SET EXERCISE 1 => Using the help text on buffers, decide whether each statement agrees with it: (a) a newly created buffer starts out empty; (b) new_buffer takes three arguments; (c) buffer_copy returns a buffer that shares store with the original. For each, answer yes or no and quote the words from the text that settle it.
SET EXERCISE 2 => The help text on buffers names multi-item analogues for four of its procedures. List every one of those analogue procedure names.

SELECTED TEXT =>
____
HELP BUFFERS                                            Steve Leach, Nov 99

lib buffers

This file documents the buffers library, an implementation of extensible
vectors.

          CONTENTS - (Use <ENTER> g to access required sections)

   1   Introduction to LIB BUFFERS

   2   Constructing Buffers

   3   Queries About Buffers

   4   Accessing and Updating Elements

   4   Iterating Over Buffer Elements

-----------------------------------------------------------------------
1  Introduction to LIB BUFFERS
-----------------------------------------------------------------------

Buffers are procedures which behave like extensible vectors.  They
can be called and updated to access/update the elements of the buffer.
Extensible vectors are difficult to implement without making some
kind of tradeoff.  This implementation optimises these point-wise
operations.

You can create buffers using new_buffer.  This takes two arguments,
a key on which to base the underlying vector, and a default to be
used when the vector has to be filled with otherwise unspecified
values.  Initially, the buffer is empty.

You can add and remove elements to or from the end of the buffer using
buffer_push and buffer_pop respectively.  You can add elements
into the middle of a buffer using buffer_insert and remove them
using buffer_remove.  All four of these procedures have multi-item
analogues: buffer_push_n, buffer_pop_n, buffer_insert_n, buffer_remove_n.

Addition and removal of elements is done in-place.  Extensible vectors
are generally visualised as an imperative programming gadget and that
is how they are approached here.





-----------------------------------------------------------------------
2  Constructing Buffers
-----------------------------------------------------------------------

buffer_copy( buffer ) -> new_buffer
         Returns a new buffer that is exactly the same as the first
         but shares no store.
____
RECORDED DATA =>
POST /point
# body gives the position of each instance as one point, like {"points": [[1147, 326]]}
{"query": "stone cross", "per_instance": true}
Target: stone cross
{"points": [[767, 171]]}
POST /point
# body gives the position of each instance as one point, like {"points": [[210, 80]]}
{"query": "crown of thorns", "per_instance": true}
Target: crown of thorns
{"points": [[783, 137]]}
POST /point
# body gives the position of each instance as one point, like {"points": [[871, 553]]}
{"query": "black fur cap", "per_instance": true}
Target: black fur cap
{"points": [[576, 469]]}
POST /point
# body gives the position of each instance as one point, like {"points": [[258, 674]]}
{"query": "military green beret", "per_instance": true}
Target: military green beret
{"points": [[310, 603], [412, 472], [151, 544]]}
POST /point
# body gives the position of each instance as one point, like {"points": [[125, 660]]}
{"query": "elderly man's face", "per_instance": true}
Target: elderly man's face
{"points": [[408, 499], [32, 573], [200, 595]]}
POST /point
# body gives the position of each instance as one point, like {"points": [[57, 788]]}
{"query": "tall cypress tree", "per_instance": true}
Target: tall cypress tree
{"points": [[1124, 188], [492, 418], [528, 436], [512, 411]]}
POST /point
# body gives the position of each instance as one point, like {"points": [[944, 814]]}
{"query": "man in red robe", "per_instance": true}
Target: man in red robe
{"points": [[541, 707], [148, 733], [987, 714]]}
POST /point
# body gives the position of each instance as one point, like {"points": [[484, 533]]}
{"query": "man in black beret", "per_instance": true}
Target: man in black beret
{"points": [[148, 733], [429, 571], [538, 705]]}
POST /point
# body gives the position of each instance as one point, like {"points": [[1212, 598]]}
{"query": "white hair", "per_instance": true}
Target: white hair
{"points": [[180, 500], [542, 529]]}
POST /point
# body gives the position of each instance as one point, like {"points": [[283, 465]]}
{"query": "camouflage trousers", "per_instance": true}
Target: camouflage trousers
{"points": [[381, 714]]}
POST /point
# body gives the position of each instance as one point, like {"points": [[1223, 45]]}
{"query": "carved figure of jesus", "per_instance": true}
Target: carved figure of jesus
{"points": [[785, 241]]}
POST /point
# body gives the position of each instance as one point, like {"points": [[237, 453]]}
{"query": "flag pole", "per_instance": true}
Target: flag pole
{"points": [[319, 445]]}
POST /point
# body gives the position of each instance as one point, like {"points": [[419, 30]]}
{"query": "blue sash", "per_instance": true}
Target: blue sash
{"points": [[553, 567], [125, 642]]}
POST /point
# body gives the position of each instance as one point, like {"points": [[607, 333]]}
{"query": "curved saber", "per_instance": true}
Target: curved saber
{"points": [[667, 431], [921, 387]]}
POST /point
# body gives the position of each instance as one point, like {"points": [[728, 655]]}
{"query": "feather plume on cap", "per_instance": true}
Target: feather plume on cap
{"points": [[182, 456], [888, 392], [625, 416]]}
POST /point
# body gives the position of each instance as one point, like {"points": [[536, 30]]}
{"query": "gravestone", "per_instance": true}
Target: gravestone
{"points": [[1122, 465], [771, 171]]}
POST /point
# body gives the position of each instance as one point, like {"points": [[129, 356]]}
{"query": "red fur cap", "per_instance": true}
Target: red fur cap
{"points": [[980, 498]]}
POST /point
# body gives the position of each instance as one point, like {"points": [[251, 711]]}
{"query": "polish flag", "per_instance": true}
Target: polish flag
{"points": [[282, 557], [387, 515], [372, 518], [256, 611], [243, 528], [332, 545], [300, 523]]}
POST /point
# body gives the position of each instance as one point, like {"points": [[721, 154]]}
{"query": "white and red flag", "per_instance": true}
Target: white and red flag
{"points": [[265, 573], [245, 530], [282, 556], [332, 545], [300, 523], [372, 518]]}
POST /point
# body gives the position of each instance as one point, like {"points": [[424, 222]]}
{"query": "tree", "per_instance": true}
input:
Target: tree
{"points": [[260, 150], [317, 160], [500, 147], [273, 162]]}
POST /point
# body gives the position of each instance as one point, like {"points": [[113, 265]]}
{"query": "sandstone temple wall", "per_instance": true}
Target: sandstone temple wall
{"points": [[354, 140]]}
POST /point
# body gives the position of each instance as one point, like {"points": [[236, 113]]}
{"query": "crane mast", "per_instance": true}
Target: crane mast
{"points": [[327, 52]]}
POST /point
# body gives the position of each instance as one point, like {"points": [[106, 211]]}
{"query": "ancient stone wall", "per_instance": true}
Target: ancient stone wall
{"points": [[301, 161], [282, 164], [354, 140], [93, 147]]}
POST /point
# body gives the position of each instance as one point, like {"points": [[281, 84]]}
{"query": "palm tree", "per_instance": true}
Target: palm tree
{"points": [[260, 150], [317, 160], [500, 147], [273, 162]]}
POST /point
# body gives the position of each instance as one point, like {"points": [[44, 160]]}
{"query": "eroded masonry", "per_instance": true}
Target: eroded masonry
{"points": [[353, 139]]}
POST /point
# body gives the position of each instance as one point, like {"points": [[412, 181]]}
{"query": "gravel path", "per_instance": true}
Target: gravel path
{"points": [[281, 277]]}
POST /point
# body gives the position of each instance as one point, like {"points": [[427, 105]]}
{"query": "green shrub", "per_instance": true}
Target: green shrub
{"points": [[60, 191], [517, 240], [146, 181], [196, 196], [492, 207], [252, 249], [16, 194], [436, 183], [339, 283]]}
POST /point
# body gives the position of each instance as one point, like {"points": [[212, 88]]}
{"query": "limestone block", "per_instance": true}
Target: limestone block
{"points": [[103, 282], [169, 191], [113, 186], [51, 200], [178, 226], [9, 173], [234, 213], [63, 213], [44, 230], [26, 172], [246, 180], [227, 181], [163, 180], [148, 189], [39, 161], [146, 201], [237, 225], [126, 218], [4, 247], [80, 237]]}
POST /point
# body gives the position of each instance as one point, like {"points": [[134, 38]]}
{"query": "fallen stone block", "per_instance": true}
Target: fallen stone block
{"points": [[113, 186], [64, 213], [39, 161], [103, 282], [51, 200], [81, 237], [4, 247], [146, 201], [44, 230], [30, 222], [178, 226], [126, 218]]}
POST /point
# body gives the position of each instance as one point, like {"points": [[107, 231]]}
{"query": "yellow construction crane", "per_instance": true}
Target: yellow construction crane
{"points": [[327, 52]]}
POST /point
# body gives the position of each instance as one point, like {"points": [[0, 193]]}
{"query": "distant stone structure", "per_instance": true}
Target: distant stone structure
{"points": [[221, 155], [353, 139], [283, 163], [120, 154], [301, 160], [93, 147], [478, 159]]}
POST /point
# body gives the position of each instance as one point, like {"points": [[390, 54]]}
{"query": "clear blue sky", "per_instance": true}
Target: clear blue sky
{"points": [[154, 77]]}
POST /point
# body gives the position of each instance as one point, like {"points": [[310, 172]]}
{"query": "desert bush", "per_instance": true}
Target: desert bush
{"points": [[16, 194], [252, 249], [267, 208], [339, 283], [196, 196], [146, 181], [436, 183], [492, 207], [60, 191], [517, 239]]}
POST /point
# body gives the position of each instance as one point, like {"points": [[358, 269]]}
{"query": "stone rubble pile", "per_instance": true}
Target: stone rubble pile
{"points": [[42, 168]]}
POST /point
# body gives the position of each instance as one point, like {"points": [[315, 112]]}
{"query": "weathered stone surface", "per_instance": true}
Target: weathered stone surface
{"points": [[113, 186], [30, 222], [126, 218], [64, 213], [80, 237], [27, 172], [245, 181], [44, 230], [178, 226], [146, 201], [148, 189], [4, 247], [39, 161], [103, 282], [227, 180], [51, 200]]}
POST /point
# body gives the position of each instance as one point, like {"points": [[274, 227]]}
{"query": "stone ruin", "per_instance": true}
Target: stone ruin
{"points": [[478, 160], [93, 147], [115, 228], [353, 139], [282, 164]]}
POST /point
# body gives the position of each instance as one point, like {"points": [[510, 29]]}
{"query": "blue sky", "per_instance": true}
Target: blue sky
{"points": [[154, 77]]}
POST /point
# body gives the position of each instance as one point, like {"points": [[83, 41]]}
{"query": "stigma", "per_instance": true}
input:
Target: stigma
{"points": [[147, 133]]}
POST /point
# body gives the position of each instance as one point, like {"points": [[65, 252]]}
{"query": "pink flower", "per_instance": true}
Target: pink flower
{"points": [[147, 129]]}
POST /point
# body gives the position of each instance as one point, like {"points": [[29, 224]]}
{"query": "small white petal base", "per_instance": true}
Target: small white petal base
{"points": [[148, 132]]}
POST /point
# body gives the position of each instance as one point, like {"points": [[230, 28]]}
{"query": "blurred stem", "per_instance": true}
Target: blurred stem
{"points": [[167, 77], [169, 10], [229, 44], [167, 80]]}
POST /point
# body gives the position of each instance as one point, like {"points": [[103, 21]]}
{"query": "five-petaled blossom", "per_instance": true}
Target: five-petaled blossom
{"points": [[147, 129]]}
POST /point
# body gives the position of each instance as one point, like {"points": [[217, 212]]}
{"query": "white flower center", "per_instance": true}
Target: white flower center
____
EXERCISE ANSWER 1 =>
(a) Yes: "Initially, the buffer is empty."
(b) No: "This takes two arguments"
(c) No: "Returns a new buffer that is exactly the same as the first but shares no store."

EXERCISE ANSWER 2 =>
buffer_push_n
buffer_pop_n
buffer_insert_n
buffer_remove_n